> [What the task asks]: Find the lines of the material below that include the string "block", then copy each one.

> [Records provided]:

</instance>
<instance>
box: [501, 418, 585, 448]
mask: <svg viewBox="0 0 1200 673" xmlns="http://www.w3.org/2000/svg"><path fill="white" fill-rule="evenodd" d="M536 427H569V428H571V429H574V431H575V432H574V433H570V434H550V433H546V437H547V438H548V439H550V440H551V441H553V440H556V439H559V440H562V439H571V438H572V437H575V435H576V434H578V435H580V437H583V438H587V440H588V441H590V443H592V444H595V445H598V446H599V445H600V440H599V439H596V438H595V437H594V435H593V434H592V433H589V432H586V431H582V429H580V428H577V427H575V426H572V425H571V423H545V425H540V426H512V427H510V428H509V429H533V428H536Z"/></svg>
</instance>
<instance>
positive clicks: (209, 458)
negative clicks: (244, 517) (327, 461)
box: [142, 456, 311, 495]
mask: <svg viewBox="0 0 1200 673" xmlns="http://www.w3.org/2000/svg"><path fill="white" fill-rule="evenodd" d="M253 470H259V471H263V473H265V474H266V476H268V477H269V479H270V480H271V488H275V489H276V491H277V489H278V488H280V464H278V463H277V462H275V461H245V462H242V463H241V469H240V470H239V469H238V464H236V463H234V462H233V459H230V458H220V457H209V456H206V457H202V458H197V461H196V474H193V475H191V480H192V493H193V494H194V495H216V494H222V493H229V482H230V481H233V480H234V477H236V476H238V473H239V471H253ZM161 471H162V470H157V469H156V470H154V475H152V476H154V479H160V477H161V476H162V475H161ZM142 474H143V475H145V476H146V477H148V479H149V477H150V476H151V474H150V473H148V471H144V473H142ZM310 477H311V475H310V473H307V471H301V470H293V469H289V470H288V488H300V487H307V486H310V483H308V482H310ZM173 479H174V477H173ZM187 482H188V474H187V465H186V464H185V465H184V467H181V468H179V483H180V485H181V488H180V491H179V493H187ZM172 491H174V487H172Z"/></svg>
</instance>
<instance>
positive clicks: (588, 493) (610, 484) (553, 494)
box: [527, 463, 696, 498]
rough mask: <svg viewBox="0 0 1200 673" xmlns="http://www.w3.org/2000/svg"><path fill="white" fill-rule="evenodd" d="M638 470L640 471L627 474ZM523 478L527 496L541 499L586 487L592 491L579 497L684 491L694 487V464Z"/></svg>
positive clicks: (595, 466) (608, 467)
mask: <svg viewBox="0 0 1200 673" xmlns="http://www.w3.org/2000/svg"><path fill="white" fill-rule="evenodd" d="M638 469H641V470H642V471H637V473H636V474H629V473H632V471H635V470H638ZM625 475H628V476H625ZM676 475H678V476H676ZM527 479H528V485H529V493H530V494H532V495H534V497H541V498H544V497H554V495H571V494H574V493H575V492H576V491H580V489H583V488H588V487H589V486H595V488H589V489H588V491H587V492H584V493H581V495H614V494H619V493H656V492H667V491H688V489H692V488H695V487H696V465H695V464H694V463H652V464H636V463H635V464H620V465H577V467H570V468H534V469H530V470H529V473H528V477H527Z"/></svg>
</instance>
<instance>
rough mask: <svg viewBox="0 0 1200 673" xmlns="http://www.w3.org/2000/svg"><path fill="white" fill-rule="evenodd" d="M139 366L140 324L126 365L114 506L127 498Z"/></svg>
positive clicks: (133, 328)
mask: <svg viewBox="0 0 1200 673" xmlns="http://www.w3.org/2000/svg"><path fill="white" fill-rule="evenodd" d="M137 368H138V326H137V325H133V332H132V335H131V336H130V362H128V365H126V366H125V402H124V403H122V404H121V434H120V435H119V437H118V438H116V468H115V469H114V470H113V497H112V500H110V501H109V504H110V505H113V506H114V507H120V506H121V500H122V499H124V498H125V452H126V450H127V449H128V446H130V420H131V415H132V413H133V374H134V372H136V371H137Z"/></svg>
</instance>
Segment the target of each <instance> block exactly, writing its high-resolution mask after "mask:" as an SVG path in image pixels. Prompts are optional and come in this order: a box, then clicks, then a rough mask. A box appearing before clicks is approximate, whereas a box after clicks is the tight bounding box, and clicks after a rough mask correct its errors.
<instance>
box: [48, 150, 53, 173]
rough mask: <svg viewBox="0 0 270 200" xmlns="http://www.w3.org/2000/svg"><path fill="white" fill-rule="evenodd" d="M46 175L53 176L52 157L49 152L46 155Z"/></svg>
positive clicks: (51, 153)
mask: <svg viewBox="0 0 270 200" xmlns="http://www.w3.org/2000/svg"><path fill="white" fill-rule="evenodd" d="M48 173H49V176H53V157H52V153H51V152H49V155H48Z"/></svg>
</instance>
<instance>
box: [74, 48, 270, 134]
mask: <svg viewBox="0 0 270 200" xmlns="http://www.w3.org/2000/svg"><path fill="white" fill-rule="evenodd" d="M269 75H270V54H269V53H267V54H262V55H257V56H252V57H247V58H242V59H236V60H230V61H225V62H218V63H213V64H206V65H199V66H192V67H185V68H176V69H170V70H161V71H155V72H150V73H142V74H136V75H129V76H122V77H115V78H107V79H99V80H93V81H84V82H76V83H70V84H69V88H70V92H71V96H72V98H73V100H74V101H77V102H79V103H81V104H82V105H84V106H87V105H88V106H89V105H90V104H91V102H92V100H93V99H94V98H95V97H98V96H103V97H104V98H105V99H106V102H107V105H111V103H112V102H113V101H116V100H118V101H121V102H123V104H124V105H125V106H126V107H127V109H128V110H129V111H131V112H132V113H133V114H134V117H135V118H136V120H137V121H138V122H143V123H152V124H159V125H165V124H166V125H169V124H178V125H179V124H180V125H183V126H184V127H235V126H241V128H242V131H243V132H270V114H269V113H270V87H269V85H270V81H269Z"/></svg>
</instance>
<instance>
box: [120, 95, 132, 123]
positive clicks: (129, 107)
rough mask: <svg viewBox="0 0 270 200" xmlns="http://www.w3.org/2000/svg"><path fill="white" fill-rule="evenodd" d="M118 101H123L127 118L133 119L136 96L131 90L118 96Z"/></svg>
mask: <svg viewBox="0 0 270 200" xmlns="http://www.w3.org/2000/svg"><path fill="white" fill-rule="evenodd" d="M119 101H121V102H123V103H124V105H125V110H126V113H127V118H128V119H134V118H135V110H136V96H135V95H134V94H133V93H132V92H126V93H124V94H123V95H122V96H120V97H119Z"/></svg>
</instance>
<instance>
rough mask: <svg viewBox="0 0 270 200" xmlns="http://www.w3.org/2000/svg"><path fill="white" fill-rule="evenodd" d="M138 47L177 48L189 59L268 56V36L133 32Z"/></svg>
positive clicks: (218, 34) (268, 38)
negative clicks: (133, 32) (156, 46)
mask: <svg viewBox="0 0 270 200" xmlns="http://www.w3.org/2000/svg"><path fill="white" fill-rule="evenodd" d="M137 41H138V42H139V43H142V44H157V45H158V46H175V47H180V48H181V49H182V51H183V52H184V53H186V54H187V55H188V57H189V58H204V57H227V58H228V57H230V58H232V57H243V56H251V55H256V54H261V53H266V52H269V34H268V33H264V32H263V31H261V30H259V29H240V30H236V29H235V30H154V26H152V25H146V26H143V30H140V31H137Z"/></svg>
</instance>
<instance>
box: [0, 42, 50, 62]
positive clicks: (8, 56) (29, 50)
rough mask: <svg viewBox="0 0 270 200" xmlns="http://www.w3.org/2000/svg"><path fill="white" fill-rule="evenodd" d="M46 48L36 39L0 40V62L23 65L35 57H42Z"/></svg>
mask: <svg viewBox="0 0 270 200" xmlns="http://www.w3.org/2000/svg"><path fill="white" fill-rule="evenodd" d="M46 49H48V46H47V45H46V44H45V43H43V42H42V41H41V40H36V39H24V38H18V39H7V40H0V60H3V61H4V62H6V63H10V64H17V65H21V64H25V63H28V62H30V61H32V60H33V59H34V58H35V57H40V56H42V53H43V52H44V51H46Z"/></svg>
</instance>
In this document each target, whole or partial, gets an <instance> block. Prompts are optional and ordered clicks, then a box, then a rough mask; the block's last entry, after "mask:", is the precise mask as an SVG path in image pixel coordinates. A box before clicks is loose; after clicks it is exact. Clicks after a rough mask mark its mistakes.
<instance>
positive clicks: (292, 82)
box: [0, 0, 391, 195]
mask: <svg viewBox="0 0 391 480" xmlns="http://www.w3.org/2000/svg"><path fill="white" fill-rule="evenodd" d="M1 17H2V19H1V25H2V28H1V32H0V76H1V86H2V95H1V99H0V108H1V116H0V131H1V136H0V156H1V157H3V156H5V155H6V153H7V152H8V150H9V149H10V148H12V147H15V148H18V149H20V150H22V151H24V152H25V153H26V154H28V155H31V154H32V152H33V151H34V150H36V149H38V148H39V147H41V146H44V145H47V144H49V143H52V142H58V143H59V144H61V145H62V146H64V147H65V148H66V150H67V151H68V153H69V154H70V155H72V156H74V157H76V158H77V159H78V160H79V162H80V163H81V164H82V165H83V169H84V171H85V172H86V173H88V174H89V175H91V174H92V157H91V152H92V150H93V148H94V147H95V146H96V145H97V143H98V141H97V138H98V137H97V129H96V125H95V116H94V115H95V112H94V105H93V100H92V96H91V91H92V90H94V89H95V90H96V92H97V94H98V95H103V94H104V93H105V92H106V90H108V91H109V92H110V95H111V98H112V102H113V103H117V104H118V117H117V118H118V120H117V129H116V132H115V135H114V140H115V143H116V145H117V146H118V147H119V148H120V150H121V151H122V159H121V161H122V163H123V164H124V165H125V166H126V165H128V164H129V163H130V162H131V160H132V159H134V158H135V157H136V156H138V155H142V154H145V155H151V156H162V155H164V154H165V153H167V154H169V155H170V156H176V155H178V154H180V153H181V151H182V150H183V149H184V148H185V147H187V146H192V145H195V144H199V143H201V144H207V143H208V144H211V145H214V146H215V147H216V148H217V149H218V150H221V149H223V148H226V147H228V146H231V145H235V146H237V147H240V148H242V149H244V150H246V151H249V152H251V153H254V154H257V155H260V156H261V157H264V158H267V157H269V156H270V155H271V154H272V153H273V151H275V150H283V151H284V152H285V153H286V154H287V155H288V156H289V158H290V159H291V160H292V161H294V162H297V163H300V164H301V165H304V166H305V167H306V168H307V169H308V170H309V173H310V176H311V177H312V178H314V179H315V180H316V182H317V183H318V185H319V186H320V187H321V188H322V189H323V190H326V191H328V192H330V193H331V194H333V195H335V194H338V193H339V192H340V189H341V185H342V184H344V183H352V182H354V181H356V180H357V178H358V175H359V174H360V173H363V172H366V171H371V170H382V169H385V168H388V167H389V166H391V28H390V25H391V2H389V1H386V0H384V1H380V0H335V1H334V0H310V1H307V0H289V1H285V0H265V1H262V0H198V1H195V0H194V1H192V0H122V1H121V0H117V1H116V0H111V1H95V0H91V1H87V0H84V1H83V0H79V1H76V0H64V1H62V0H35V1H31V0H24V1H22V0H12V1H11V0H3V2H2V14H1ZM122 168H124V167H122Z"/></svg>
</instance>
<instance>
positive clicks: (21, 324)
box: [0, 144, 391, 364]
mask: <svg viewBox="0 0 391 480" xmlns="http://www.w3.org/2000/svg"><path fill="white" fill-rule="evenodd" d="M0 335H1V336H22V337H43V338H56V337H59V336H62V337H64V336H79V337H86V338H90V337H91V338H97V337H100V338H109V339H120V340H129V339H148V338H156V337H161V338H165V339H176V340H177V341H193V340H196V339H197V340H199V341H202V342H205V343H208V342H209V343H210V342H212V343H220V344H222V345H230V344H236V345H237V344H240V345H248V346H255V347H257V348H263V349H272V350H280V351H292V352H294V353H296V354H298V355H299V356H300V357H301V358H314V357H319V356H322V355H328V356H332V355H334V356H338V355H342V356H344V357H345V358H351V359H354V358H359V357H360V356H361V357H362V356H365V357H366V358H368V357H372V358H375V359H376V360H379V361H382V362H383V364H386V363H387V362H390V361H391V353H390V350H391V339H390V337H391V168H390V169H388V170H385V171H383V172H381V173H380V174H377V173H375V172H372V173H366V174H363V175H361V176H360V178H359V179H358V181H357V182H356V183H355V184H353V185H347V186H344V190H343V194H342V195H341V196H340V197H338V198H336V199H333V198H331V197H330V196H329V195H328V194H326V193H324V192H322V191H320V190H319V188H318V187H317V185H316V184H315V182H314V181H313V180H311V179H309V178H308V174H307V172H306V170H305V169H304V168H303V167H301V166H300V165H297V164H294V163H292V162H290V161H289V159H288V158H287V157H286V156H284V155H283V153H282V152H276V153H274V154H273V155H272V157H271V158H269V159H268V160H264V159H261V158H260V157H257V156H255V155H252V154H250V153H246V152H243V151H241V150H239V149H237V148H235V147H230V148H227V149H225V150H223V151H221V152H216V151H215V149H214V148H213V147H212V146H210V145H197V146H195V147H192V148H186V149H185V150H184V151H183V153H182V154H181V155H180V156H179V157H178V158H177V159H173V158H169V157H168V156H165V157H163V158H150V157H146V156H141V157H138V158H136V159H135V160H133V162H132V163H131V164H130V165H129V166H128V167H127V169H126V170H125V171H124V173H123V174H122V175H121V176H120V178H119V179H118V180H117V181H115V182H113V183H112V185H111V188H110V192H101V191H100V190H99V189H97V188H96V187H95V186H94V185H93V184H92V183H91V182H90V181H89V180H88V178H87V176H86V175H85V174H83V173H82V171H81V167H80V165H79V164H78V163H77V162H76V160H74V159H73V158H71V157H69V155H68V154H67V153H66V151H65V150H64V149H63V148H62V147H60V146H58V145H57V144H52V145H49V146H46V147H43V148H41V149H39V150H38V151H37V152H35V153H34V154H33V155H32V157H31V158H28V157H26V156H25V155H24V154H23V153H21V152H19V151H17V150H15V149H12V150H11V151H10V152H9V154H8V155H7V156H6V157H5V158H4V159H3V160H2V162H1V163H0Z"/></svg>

> [Exercise output]:
Segment the target of each <instance> block exactly, writing its high-resolution mask after "mask:" as an SVG path in image pixels. Prompts are optional and come in this order: a box, then clicks, then a rough mask. A box appearing before clicks is approximate, whereas a box after clicks is the tight bounding box, and clicks after a rough mask correct its errors.
In this document each target, whole or partial, gets an <instance> block. Prompts are optional and ordered clicks, then a box, then a rough mask; the block's last entry, after "mask:", is the precise mask as an SVG path in image pixel coordinates. A box before clicks is loose; after clicks it is exact. Clicks after a rough mask mark its mistakes.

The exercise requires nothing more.